--- What is asked ---
Substitute "straight segments" for "straight edges" throughout the data below, changing nothing else, and omit the pictures from your answer.

--- Dataset content ---
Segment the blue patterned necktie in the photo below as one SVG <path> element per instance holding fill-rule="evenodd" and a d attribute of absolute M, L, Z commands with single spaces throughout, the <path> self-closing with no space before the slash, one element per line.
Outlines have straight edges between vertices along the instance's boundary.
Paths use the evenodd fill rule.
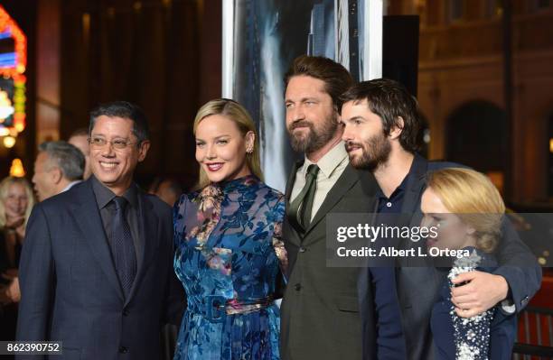
<path fill-rule="evenodd" d="M 136 275 L 136 254 L 130 226 L 125 217 L 127 199 L 122 197 L 115 197 L 112 201 L 116 206 L 113 219 L 113 258 L 123 292 L 127 298 Z"/>

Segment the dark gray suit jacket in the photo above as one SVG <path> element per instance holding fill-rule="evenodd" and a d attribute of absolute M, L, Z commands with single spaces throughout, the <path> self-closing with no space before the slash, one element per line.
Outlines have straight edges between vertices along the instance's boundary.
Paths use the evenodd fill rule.
<path fill-rule="evenodd" d="M 301 162 L 295 165 L 288 179 L 286 207 L 301 165 Z M 370 172 L 348 165 L 326 195 L 303 240 L 285 218 L 283 238 L 289 266 L 281 307 L 282 359 L 361 358 L 359 268 L 326 266 L 325 216 L 332 212 L 370 212 L 377 187 Z"/>
<path fill-rule="evenodd" d="M 171 208 L 138 198 L 137 273 L 127 299 L 91 181 L 35 206 L 20 263 L 18 340 L 62 341 L 63 355 L 52 357 L 60 360 L 159 357 L 161 326 L 178 320 L 184 295 L 173 270 Z"/>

--- Written solution ---
Segment the blue patterned necktie in the photo below as one SVG <path> element per instance holding fill-rule="evenodd" and a d attribute of absolute M, L, Z commands with single spaces throughout, the <path> self-closing with no space before the slash, one element per line.
Outlines have straight segments between vertices along the instance's boundary.
Paths use the evenodd fill rule.
<path fill-rule="evenodd" d="M 136 275 L 136 254 L 130 226 L 125 217 L 127 199 L 122 197 L 115 197 L 112 201 L 116 206 L 113 219 L 113 258 L 123 292 L 127 298 Z"/>

Segment the dark gray suit jacket in the photo above as one SVG <path> element per instance holding fill-rule="evenodd" and a d attribute of absolute M, L, Z commands with single spaces throughout, the <path> self-closing with no space before the slash, one element per line.
Outlines have straight segments between vertices along the instance's boundary.
Paths use the evenodd fill rule.
<path fill-rule="evenodd" d="M 301 162 L 295 165 L 288 179 L 286 207 L 301 165 Z M 370 172 L 348 165 L 326 195 L 303 240 L 285 218 L 283 238 L 289 266 L 281 307 L 282 359 L 361 358 L 359 268 L 326 266 L 325 216 L 332 212 L 370 212 L 377 187 Z"/>
<path fill-rule="evenodd" d="M 171 208 L 138 198 L 137 273 L 127 299 L 91 181 L 35 206 L 20 263 L 18 340 L 62 341 L 63 355 L 52 357 L 60 360 L 159 357 L 161 326 L 178 320 L 184 295 L 173 270 Z"/>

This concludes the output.